(Items from a dataset)
----------------------------------------

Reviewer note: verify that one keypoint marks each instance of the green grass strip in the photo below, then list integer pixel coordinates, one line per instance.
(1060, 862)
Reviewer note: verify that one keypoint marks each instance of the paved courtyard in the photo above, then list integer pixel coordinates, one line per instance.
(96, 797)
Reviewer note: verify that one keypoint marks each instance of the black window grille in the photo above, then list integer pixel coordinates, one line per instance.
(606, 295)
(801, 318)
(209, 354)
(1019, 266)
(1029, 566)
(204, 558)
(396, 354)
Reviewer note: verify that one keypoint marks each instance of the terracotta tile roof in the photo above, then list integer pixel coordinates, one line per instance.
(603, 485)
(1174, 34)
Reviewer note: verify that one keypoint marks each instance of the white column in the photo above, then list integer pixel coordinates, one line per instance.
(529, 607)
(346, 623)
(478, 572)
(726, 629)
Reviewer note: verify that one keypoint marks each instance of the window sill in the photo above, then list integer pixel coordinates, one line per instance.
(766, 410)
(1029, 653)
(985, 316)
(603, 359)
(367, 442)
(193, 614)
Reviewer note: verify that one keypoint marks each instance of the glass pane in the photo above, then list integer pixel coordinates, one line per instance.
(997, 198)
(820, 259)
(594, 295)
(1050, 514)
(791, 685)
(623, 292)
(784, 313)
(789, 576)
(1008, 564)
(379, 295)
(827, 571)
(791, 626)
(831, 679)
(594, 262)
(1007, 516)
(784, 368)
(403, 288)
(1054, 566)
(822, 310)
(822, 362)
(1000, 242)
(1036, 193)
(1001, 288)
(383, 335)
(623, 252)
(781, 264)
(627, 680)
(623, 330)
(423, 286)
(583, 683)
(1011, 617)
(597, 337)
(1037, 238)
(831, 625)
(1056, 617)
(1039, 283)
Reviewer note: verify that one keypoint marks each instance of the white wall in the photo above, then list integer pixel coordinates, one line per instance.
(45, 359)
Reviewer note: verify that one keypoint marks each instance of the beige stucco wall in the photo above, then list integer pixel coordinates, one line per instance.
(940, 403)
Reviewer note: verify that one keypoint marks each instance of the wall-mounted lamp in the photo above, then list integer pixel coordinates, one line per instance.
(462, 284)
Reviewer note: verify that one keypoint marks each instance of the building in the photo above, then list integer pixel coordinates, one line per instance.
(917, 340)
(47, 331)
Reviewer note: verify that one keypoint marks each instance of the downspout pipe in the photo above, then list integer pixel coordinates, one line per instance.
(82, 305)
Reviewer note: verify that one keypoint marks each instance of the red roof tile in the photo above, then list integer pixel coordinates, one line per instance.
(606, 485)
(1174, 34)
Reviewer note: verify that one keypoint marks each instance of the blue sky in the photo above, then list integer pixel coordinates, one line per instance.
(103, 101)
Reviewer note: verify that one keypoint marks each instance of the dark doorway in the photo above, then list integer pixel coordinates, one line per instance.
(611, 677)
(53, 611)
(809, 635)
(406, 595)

----------------------------------------

### [What you have to do]
With every line intact, print the records above again.

### [Solution to the problem]
Reviewer note: verify that one keypoint marks each instance of the green grass strip in the photo below, then list integer pixel coordinates, one line per instance.
(1060, 862)
Reviewer note: verify that one keypoint marks each instance of the paved courtyard in the photo above, then list integer pixel coordinates, one line per instance.
(96, 797)
Reviewer note: verify that one keypoint marks each instance of the black window grille in the photo above, then list integer pixel coordinates, one line per instance.
(606, 295)
(801, 318)
(209, 354)
(1019, 266)
(1029, 566)
(204, 558)
(396, 354)
Reviewer note: verify that one keypoint marks each instance of the terracotta tile roof in the photo above, then list integer pixel coordinates, one line per instance.
(603, 485)
(1174, 34)
Reviewer note: verify that one keypoint marks each instance of the white column in the photo above, then list integer pixel coordinates, one line per instance.
(529, 607)
(346, 623)
(478, 572)
(726, 629)
Reviewer note: verify that one keypoint marks each instance of the window sill in the photo above, then list integer pixel coordinates, one line per instance.
(766, 410)
(1029, 653)
(985, 316)
(603, 359)
(367, 442)
(193, 614)
Reviewer note: verify that one keypoint marks each instance of the glass pane in the photo above, then list integer pixel coordinates, one line per instance.
(997, 198)
(820, 259)
(594, 295)
(1050, 514)
(791, 685)
(623, 292)
(784, 313)
(789, 576)
(1008, 564)
(379, 295)
(827, 571)
(791, 626)
(831, 679)
(594, 262)
(1007, 516)
(784, 368)
(403, 288)
(1054, 566)
(822, 310)
(822, 362)
(1000, 242)
(1036, 193)
(1001, 288)
(383, 335)
(623, 252)
(781, 264)
(627, 680)
(623, 330)
(423, 286)
(583, 683)
(1011, 617)
(597, 337)
(1037, 238)
(831, 625)
(1056, 617)
(1039, 283)
Reviewer note: verify that one keypoint marks each instance of the white wall in the photo above, then list integer pixel coordinates, one line per instance.
(45, 359)
Reviewer note: verify that one keypoint marks each instance of the beige stucco wall in the photo above, then list integer pixel coordinates, one line per instance.
(940, 403)
Reviewer note: verify that one keypoint marks each instance of the wall-mounted lamp in the photo above, then list integer pixel coordinates, one line per instance.
(462, 284)
Reviewer note: verify that one keypoint marks each instance of the building in the photo above, then list integer pixel coordinates, one line per instance.
(917, 340)
(47, 331)
Reviewer note: verify that one keypoint marks each instance of the downspout pipe in the photo above, then list integer pixel coordinates, one line per instance.
(82, 305)
Reviewer note: verify that one keypoint marks each instance of the red roof tile in the photo above, then list integer pixel coordinates, one line per instance.
(606, 485)
(1174, 34)
Reviewer note: verify that one keypoint marks each instance of the blue sky in the photo above, then list integer pixel coordinates, one line per instance.
(103, 101)
Reviewer note: verify that one keypoint marks each instance of the dark doorway in the photo above, then list integer pixel coordinates, one line per instance.
(611, 677)
(53, 611)
(809, 635)
(406, 595)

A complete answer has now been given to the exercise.